## Exercise requirements
a) Reproduce the stretch of the passage on investor returns from "For the two" through "4.71 percentage points.".
b) According to the passage on investor returns, why are the annualized shortfalls not actually small, even though they may seem so in isolation? Answer in one to three sentences.

## Selection
§ §
The latest Dalbar numbers, via NYT:

For the two decades through December, Dalbar found, the actual annualized return for the average stock mutual fund investor was only 5.19 percent, 4.66 percentage points lower than the 9.85 percent return for the Standard & Poor’s 500-stock index. Bond investors did even worse, trailing the benchmark Barclays Aggregate Bond index by 4.71 percentage points.

In isolation, these figures, which aren’t adjusted for inflation, may seem small. But they aren’t when they recur year after year. In fact, because of the effects of compounding — in which a positive return in one year adds to your stash and can grow further in subsequent years — those annualized numbers translate into life-changing disparities.

Consider a $10,000 investment in the S.&P. 500 index. Using the Dalbar rates, my calculations show that with dividends, that $10,000 would grow to $65,464 over 20 years, compared with only $27,510 over the same period for the return of the average stock mutual fund investors.
§ §
## Records shown
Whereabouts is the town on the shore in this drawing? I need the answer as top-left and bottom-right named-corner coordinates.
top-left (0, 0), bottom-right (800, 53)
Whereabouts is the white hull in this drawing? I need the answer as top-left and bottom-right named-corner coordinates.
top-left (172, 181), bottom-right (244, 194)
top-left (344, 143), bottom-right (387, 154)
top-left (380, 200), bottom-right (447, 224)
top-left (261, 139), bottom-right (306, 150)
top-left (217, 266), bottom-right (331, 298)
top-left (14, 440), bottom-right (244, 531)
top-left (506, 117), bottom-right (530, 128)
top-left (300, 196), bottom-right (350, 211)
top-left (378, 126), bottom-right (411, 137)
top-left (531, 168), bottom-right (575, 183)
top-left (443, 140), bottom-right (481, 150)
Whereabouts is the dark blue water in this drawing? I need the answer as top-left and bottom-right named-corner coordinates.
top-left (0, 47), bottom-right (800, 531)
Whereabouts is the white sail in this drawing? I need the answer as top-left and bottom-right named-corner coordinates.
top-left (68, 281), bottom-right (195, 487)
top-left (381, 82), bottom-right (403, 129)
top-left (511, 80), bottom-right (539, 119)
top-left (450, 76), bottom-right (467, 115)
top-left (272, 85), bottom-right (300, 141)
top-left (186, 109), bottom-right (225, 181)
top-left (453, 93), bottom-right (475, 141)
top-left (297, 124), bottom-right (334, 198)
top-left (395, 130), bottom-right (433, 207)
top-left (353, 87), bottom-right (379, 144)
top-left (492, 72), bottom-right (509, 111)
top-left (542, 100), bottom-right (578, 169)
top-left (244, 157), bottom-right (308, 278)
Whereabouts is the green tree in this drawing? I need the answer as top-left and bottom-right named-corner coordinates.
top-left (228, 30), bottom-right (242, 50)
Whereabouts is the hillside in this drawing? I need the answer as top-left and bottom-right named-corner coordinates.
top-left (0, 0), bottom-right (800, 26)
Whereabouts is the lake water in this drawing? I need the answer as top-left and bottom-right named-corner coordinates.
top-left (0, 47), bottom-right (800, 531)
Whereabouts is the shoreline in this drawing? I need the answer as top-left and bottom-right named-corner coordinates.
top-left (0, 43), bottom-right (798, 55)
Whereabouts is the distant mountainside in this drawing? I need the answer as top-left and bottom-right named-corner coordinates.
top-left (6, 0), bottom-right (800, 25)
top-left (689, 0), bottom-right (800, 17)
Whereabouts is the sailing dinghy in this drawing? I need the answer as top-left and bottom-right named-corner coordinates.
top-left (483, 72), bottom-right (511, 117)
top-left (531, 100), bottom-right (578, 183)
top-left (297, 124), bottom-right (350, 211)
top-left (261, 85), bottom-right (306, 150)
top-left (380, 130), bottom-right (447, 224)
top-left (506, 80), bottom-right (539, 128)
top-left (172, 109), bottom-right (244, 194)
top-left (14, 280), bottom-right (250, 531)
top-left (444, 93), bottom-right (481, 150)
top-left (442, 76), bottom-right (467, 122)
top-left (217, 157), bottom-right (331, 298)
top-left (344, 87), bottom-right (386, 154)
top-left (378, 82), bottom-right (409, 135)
§ §
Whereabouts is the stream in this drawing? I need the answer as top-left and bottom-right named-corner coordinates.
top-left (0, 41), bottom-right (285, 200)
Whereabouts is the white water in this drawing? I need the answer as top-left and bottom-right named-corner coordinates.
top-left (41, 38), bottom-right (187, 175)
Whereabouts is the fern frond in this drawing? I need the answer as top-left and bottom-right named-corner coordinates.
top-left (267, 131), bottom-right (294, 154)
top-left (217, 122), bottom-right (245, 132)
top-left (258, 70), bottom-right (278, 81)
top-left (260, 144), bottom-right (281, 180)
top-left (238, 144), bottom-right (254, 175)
§ §
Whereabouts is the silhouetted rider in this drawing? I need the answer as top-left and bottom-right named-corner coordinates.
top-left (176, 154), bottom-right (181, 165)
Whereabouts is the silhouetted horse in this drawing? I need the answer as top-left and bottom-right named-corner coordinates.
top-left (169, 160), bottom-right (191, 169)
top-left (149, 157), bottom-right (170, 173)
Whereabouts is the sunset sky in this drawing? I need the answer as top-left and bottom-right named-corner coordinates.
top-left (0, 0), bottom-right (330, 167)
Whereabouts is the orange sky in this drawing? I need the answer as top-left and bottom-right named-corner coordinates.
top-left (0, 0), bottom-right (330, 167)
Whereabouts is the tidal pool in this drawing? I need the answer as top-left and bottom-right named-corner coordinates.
§ §
## Answer list
a)
For the two decades through December, Dalbar found, the actual annualized return for the average stock mutual fund investor was only 5.19 percent, 4.66 percentage points lower than the 9.85 percent return for the Standard & Poor’s 500-stock index. Bond investors did even worse, trailing the benchmark Barclays Aggregate Bond index by 4.71 percentage points.

b) The shortfalls recur year after year. Because of compounding, a positive return in one year adds to the investor's stash and can keep growing in later years, so the annualized differences add up to life-changing disparities.